文書の抜粋:
.....
マルウェア配布元サイトを閉鎖するために、検体が必要

JPCERT/CC常務理事の早貸淳子氏

最近のSQLインジェクション攻撃への対応方法
 JPCERT/CC常務理事の早貸淳子氏は、最近のインシデントに対するコーディネーション業務の傾向として、1)マルウェアの配布元サイトや、盗んだ情報の送信先となっているサイトなど、攻撃元サイトの閉鎖、2)侵入などにより改ざんを受けた被害サイトへの対応依頼、3)被害サイト利用者への注意喚起――という3つの組み合わせで対応していると説明する。

 例えば、従来のSQLインジェクションによるインシデントへの対応は、被害サイトへの修正依頼やその利用者への注意喚起だったが、最近のSQLインジェクション攻撃では、スクリプトを埋め込まれた多数のサイト群からマルウェア配布サイトに誘導する方法がとられており、場合によっては被害サイトが数千以上にも及ぶ。被害サイトおよびその利用者へ個別にアプローチするという従来の「1対1対応」が不可能になっているという。そのため、誘導先のマルウェア配布サイトを停止する方法が有効であり、その有害サイトのある海外のCSIRTと連携しているとした。
.....
保存データ:
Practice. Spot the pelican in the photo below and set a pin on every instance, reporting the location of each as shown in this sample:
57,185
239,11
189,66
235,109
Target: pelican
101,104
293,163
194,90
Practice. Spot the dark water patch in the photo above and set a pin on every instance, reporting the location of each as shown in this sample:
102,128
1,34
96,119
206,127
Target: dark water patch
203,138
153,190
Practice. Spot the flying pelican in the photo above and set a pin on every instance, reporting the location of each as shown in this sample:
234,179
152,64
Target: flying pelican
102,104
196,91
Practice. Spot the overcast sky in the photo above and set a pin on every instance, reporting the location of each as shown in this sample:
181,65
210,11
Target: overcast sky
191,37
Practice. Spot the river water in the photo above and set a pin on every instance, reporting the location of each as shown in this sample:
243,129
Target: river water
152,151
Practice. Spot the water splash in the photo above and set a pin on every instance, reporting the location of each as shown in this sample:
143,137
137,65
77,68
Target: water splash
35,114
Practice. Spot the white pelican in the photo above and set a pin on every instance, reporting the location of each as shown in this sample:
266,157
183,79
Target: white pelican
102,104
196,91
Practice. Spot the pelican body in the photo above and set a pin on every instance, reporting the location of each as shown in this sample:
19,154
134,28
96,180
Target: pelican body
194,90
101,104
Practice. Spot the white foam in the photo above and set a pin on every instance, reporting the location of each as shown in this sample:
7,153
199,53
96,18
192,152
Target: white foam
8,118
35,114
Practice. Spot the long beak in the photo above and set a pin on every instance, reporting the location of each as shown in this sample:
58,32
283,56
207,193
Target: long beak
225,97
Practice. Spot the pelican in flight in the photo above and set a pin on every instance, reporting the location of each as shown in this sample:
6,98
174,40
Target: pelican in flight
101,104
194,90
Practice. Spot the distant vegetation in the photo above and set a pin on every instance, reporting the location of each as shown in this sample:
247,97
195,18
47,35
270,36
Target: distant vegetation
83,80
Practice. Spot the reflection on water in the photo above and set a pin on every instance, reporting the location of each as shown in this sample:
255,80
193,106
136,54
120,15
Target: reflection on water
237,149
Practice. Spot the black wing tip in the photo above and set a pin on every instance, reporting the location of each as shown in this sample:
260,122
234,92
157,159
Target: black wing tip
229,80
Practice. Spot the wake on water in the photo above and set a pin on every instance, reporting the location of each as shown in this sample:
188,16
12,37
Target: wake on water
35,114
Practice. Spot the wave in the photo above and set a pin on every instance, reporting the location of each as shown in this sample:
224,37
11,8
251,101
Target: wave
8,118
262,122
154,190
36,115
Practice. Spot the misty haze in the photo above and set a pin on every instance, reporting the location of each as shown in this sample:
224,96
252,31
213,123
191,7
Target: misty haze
.....
設問:
- A) 文書の抜粋によると、最近のSQLインジェクション攻撃では、被害サイトは場合によってどの程度の数に及びますか。
- B) 文書の抜粋において、早貸淳子氏が最近のインシデントに対するコーディネーション業務の傾向として挙げている対応を、すべて列挙してください。
- C) SQLインジェクション攻撃へのJPCERT/CCの対応を扱った文書の抜粋を、最後の文の続きから書き継いでください。
エントリは、上記の文書の抜粋とは関係がありません。

設問別の解答:
- A) 数千以上に及ぶ場合があります。

- B)
1. マルウェアの配布元サイトや盗んだ情報の送信先となっているサイトなど、攻撃元サイトの閉鎖
2. 侵入などにより改ざんを受けた被害サイトへの対応依頼
3. 被害サイト利用者への注意喚起

- C)
 また、ターゲットを絞ったスピア型攻撃メールによってマルウェアに感染させるパターンにおいても、狙われた企業などに注意喚起するだけでなく、同様にその配布元となっているサイトを閉鎖する必要がある。

 一方、海外のCSIRTにマルウェア配布サイトの閉鎖を依頼する場合は、それなりの裏付けがなければ対応してもらえない。そのサイトへ誘導するためのサイト改ざん攻撃が相当数発生していることや、あるいは誘導メールが配信されていることの証拠のほか、マルウェアの解析データも必要だという。

 早貸氏によると、こうした攻撃の被害に遭っている企業や組織の中には、内部で対応できるがゆえに、逆にJPCERT/CCへ届出を行ってくれないところも多いという。その結果、攻撃者側はツールの売買やマルウェアのホスティングなど分業化と連携が進んでいるのに対して、対策側は分断・孤立している状況だと指摘。自社内でマルウェアや改ざん被害に対応できた場合であっても、検体や情報をJPCERT/CCに提供してもらうことで、他のユーザーへの被害の拡散を防止できるとして、対策する側の情報連携を強く訴えた。「検体だけ提供していただければ、今ではJPCERT/CC内部でマルウェアの分析・解析まで行える体制がある。もちろん解析データもいただければありがたいが」(早貸氏)。


関連情報

URL
  ニュースリリース(PDF)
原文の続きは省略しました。